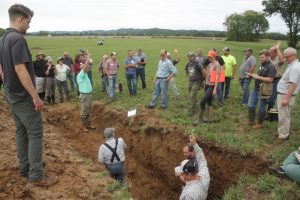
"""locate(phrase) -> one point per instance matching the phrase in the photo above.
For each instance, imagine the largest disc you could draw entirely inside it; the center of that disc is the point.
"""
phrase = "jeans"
(112, 85)
(70, 76)
(29, 138)
(174, 87)
(208, 96)
(273, 97)
(227, 86)
(117, 171)
(254, 99)
(131, 78)
(104, 82)
(245, 82)
(220, 92)
(60, 85)
(161, 85)
(141, 72)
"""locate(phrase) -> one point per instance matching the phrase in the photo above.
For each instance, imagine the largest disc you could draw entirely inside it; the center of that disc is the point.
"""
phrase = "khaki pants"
(284, 116)
(86, 105)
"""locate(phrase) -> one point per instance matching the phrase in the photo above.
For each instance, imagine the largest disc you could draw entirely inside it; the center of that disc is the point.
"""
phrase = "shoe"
(150, 106)
(47, 181)
(257, 126)
(277, 171)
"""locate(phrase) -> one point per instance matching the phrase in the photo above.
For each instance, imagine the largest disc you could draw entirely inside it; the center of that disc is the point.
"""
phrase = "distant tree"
(290, 13)
(2, 31)
(248, 26)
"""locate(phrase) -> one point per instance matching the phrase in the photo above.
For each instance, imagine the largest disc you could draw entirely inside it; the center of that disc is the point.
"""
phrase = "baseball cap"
(186, 166)
(212, 54)
(248, 49)
(225, 49)
(108, 132)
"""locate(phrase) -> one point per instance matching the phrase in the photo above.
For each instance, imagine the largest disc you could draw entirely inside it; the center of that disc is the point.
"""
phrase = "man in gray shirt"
(248, 66)
(22, 98)
(287, 89)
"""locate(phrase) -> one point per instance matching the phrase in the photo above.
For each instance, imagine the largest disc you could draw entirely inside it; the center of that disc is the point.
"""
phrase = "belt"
(161, 77)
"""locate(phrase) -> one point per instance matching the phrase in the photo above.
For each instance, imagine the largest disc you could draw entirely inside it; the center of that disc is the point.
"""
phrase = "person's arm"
(25, 79)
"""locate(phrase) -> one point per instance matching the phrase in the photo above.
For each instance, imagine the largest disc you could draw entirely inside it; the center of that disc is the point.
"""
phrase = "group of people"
(27, 83)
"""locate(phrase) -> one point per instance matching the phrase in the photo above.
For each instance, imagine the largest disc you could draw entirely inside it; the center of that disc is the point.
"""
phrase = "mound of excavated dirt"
(78, 177)
(154, 149)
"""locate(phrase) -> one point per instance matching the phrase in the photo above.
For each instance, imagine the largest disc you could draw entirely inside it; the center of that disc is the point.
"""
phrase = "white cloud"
(114, 14)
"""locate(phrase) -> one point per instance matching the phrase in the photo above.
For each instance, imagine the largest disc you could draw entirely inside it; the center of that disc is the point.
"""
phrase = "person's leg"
(284, 116)
(220, 92)
(156, 92)
(66, 89)
(29, 137)
(227, 86)
(143, 77)
(59, 87)
(134, 82)
(272, 99)
(246, 83)
(164, 91)
(128, 78)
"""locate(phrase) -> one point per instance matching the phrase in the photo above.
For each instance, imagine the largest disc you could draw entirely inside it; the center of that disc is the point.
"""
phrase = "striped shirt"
(197, 189)
(105, 154)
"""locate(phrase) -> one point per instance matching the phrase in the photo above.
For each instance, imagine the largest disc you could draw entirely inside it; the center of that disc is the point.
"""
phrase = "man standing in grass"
(287, 89)
(248, 66)
(165, 72)
(22, 98)
(111, 69)
(230, 68)
(140, 70)
(130, 67)
(265, 75)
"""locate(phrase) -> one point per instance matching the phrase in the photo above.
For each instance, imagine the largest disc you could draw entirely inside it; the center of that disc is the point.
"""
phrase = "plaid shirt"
(197, 189)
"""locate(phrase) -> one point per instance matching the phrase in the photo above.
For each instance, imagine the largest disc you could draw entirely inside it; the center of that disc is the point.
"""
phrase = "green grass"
(232, 129)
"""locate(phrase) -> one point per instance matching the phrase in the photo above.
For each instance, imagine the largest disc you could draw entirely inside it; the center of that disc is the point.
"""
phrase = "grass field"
(231, 132)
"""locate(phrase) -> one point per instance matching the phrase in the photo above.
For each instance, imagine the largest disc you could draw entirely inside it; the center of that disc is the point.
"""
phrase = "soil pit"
(154, 149)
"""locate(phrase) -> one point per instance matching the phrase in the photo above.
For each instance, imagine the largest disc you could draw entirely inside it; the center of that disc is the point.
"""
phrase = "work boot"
(251, 112)
(200, 118)
(261, 118)
(48, 99)
(209, 115)
(47, 181)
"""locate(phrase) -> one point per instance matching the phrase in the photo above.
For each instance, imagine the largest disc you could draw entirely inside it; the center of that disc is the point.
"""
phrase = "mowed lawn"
(231, 130)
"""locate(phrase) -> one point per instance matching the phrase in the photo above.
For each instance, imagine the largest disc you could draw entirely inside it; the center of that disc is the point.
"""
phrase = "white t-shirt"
(61, 72)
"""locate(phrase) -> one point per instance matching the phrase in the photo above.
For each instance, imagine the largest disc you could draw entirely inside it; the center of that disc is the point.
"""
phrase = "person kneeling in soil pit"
(112, 155)
(193, 172)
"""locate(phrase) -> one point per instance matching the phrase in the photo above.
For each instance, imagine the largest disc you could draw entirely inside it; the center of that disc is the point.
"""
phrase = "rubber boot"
(200, 118)
(261, 118)
(209, 115)
(53, 99)
(48, 99)
(251, 112)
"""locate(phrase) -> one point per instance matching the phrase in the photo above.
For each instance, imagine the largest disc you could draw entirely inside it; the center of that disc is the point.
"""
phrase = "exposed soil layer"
(154, 149)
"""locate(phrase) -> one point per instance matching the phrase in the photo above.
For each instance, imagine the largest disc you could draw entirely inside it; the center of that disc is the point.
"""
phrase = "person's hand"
(284, 101)
(193, 139)
(38, 103)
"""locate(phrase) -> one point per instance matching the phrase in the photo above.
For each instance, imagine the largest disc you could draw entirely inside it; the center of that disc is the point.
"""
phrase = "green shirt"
(84, 83)
(229, 63)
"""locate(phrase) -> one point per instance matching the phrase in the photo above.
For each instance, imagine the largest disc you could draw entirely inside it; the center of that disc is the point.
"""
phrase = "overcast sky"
(58, 15)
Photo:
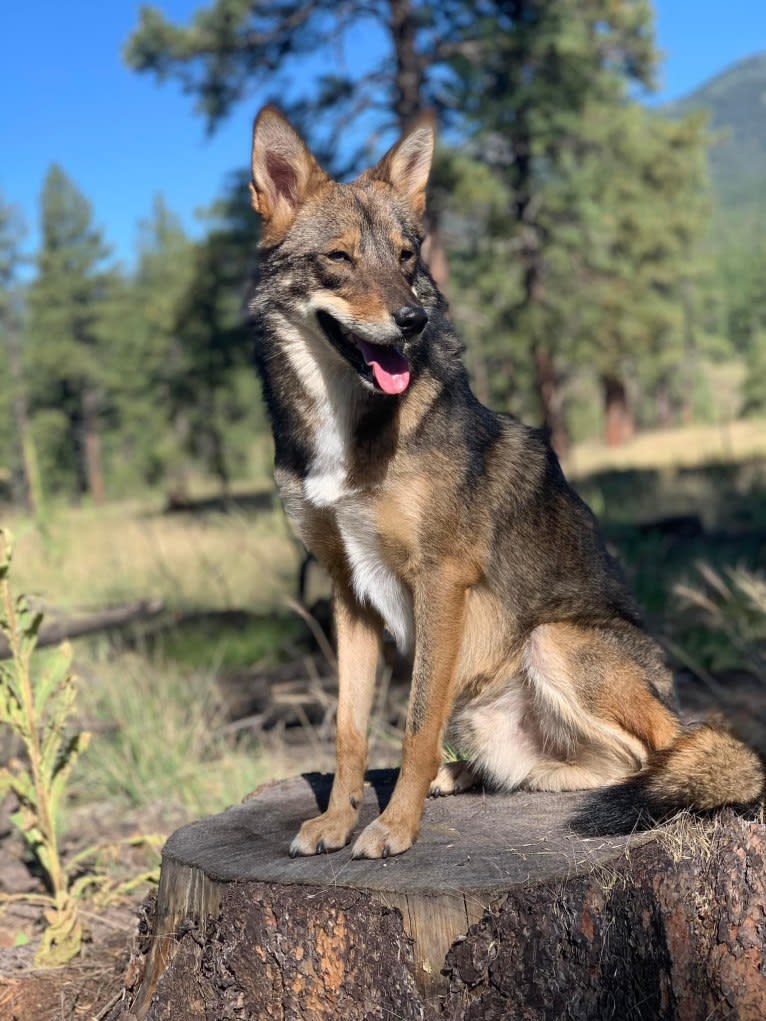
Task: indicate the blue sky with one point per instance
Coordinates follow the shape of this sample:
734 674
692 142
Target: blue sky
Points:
67 97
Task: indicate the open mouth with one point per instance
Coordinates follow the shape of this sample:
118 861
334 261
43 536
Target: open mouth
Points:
380 366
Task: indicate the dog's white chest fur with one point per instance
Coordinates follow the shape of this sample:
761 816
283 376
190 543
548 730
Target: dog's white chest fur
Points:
327 486
374 582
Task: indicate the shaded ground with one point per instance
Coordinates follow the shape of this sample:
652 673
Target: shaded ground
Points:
276 685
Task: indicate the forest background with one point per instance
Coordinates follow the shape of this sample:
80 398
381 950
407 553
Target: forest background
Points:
605 259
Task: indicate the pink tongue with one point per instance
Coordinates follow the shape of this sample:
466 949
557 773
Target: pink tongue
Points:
390 369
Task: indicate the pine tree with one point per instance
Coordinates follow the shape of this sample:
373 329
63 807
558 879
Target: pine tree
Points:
143 442
66 355
545 67
16 452
212 391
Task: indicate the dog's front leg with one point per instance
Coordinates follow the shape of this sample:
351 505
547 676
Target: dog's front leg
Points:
439 602
358 634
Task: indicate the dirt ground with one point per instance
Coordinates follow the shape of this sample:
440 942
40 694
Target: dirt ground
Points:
91 986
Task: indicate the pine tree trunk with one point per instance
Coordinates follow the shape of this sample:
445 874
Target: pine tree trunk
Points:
552 404
619 425
664 405
92 446
32 485
409 85
409 78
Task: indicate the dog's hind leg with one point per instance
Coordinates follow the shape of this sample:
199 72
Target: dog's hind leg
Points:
358 646
596 696
453 778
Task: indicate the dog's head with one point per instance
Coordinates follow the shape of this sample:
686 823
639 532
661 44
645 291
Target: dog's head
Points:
348 254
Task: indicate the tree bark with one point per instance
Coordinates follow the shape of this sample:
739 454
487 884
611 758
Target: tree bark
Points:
498 911
552 405
92 446
32 484
619 425
409 76
409 104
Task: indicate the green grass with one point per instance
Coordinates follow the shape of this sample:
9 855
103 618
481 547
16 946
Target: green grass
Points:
158 738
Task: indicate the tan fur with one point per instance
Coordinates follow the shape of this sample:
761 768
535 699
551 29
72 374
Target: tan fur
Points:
556 688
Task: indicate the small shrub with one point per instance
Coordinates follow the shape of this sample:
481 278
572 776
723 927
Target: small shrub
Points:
36 705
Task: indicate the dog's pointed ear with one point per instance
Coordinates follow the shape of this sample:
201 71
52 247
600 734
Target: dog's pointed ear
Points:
284 172
407 164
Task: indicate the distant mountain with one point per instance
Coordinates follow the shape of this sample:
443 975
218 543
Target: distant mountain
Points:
735 102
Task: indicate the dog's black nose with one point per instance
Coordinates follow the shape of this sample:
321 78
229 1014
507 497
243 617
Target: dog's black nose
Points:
411 320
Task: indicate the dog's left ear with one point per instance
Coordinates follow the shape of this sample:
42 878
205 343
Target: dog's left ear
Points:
284 172
407 164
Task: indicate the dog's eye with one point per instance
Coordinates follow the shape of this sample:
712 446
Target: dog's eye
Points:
338 256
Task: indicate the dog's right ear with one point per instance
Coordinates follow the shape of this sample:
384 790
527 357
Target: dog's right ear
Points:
284 172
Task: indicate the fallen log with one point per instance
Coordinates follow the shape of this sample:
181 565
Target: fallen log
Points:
498 911
54 631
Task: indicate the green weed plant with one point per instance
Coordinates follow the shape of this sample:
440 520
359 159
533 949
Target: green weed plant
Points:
37 702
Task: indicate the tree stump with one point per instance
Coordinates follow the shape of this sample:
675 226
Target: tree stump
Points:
498 911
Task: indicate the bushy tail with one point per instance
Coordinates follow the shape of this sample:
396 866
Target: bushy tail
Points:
706 768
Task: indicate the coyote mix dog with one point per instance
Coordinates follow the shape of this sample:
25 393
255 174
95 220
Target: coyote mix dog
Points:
448 525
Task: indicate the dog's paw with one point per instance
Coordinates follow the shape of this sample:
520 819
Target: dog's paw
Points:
319 836
380 839
452 778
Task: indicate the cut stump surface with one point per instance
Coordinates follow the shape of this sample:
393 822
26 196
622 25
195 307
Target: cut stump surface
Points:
498 911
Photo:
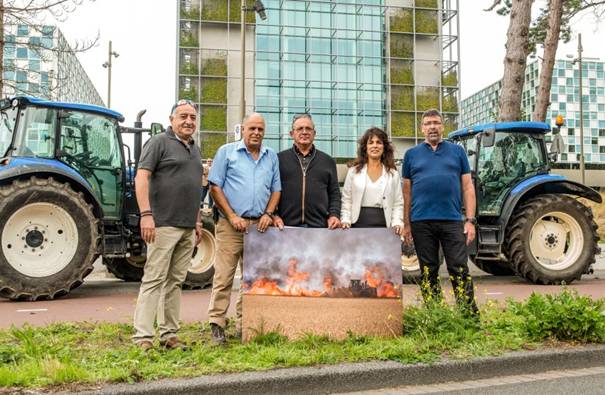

☆ ☆ ☆ ☆

== YOUR GOAL ==
Please output, unchanged, the material between the line containing "Task: indicate the dog's black" and the end of the material, both ends included, leaving out the pictures.

== SOLUTION TO THIS TASK ==
Task: indicate the dog's black nose with one point per instance
Coordinates follow the shape of this sample:
321 78
229 1014
507 497
243 617
Target: dog's black nose
Points:
411 320
Task: indicate the dog's left ear with one point per instance
Coordinates follow the shape of this sample:
42 878
205 343
Target: dog's left ear
Points:
284 172
407 164
Task: indicate the dog's eye with one point per instance
Coordinates follow the shape of this sample:
712 446
Target: dog's eye
Points:
338 256
Task: indicate the dog's right ear with one point per instance
Coordinates follow the shape of this sample:
384 790
527 357
Target: dog's right ear
Points:
284 172
Task: indicate the fallen log with one point per instance
Coordinates follow the shape of this sample:
181 565
Target: fallen log
Points:
498 911
54 631
Task: indicate the green weed plant with one point per instance
Coordinates follow the shape of this sample:
440 520
359 159
533 949
Target: green weed plant
Points:
37 702
Task: indicate the tree stump with one point per instance
Coordinates follow the shape of this sample:
675 226
Target: tree stump
Points:
498 911
Task: indicate the bushy tail with one point per instance
Coordinates follow the shape of this sample:
396 866
Target: bushy tail
Points:
706 768
Task: indicate the coyote mix dog with one point per instance
Coordinates follow the shape of this sample:
25 393
255 174
95 220
Target: coyote mix dog
Points:
448 525
Task: indicate the dog's paw with one point per instance
Coordinates follow the shape of this sample:
520 819
Target: dog's paw
Points:
319 836
380 839
452 778
Task: indicate the cut stump surface with one point per instance
Coordinates follow the shape of this sample:
393 822
26 196
622 25
195 307
Target: cut stump surface
Points:
498 911
Photo:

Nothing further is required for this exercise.